What lines below mention the word "sepia"? Copy each one.

------

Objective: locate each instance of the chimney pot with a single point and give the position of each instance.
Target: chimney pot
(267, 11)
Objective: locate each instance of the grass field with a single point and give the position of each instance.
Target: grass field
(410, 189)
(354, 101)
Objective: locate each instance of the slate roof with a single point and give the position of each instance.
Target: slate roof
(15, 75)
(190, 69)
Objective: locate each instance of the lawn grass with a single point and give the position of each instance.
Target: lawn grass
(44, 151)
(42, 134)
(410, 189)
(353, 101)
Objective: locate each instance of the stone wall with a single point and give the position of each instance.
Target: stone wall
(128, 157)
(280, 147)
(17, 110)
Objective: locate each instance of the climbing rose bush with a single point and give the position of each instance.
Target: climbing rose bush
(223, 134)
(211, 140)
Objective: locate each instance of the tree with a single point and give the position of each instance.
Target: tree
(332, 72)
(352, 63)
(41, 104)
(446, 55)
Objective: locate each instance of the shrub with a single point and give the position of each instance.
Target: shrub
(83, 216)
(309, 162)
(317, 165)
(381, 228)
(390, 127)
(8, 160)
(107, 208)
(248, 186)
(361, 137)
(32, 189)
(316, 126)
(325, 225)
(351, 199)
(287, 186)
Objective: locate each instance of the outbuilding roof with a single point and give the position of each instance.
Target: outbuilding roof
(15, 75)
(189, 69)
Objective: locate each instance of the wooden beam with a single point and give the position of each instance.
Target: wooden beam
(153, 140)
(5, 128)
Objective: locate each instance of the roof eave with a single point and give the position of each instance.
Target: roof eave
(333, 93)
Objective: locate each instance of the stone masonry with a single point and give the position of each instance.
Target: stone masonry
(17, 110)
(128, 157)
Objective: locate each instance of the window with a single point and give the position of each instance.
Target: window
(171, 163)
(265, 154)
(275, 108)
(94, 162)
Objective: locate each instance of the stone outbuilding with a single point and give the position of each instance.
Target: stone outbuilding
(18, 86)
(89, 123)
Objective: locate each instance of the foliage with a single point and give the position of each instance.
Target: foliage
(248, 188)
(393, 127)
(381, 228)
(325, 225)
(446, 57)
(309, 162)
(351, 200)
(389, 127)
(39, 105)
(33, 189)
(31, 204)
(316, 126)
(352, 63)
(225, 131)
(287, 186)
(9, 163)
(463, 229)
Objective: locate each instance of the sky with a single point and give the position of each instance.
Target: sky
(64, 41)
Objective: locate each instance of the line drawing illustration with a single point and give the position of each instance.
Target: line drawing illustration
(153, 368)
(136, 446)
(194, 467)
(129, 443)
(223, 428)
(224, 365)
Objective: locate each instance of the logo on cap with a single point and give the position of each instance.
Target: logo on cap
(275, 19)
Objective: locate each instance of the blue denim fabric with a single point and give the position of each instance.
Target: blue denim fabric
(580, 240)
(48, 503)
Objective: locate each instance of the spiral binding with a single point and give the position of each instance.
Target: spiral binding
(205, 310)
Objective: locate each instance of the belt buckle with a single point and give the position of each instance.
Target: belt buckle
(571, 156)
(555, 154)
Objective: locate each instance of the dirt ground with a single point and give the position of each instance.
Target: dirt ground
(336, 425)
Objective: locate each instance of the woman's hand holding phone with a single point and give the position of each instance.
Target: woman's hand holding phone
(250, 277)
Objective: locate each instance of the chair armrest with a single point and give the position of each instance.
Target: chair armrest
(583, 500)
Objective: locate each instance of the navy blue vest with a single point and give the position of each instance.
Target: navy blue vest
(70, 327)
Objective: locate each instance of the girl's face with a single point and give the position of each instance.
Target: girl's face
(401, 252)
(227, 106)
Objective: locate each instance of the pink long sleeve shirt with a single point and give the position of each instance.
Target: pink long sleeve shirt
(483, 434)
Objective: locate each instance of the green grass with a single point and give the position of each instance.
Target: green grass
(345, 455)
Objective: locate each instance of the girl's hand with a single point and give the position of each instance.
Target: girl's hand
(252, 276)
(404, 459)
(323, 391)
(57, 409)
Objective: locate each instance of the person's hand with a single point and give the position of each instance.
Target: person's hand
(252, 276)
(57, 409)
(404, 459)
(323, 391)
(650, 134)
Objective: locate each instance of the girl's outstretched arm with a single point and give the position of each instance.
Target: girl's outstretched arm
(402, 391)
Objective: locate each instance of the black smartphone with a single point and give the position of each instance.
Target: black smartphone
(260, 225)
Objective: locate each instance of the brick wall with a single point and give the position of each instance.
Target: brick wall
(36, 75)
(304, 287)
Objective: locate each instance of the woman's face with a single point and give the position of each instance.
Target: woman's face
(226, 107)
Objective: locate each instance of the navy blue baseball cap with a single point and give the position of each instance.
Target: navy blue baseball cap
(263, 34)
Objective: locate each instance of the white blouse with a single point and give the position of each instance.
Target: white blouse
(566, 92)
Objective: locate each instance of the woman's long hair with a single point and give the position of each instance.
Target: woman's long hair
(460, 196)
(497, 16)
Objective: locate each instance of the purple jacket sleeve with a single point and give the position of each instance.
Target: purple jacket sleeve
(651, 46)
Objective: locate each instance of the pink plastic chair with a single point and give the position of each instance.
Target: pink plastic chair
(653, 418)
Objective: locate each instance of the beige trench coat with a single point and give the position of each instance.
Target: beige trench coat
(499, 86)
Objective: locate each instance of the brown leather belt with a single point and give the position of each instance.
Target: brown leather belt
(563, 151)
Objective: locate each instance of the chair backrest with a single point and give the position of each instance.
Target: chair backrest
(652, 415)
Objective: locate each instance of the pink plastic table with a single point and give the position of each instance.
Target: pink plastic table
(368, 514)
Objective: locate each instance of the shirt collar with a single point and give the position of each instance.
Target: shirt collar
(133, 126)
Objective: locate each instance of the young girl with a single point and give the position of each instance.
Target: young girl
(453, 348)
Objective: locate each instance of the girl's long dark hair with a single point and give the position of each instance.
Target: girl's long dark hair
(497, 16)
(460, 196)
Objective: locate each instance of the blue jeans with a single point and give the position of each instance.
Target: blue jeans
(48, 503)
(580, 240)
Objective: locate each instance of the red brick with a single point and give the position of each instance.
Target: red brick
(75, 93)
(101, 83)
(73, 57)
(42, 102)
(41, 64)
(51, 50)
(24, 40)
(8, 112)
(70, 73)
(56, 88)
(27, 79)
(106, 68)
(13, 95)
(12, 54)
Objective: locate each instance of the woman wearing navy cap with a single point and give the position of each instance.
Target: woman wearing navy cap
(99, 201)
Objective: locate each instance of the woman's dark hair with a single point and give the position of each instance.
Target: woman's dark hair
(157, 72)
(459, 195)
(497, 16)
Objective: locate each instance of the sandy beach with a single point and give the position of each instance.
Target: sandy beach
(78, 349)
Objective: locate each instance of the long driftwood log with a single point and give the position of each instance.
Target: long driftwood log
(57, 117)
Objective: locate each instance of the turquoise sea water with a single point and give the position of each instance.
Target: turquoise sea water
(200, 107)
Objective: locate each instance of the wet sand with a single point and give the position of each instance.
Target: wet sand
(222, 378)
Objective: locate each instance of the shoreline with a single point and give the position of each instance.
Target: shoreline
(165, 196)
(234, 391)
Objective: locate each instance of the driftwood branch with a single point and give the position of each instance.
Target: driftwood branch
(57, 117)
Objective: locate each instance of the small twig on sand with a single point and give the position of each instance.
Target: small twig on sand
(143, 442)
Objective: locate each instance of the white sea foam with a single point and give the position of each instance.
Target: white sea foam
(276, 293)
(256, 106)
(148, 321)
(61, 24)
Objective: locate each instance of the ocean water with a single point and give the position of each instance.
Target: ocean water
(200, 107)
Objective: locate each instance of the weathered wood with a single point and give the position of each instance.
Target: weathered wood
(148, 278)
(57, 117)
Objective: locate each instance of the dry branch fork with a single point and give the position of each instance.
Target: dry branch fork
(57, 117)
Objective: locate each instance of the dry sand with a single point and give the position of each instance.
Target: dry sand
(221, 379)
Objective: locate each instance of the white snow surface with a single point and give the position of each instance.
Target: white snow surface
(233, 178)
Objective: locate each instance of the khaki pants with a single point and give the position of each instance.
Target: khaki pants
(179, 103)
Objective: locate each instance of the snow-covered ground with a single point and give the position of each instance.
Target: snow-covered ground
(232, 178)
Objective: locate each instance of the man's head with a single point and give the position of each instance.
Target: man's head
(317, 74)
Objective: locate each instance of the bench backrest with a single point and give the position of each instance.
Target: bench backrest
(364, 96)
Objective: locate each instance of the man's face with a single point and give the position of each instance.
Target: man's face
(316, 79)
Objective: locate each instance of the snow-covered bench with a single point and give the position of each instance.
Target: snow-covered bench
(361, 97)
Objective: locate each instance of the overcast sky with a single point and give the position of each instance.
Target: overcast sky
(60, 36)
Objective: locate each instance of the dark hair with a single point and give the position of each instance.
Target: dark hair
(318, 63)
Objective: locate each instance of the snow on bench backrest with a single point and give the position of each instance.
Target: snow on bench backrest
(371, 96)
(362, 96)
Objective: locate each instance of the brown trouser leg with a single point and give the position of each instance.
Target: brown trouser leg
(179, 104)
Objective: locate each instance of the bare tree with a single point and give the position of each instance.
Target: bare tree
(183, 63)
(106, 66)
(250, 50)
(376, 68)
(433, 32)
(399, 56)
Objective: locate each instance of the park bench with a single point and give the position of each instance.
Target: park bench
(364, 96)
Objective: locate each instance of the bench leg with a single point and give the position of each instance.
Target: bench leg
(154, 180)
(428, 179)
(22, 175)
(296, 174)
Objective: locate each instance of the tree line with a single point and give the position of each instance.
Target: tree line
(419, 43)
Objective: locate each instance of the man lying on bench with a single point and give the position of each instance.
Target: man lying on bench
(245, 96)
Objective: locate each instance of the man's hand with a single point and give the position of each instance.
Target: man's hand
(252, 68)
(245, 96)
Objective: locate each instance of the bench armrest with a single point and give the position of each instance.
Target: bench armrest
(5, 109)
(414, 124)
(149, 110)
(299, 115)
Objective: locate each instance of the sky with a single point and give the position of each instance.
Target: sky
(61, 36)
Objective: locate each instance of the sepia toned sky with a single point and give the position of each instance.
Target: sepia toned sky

------

RESPONSE TO THE TASK:
Objective: locate each instance of the sepia toned sky with a single point and give the position of each instance.
Target: sepia toned sky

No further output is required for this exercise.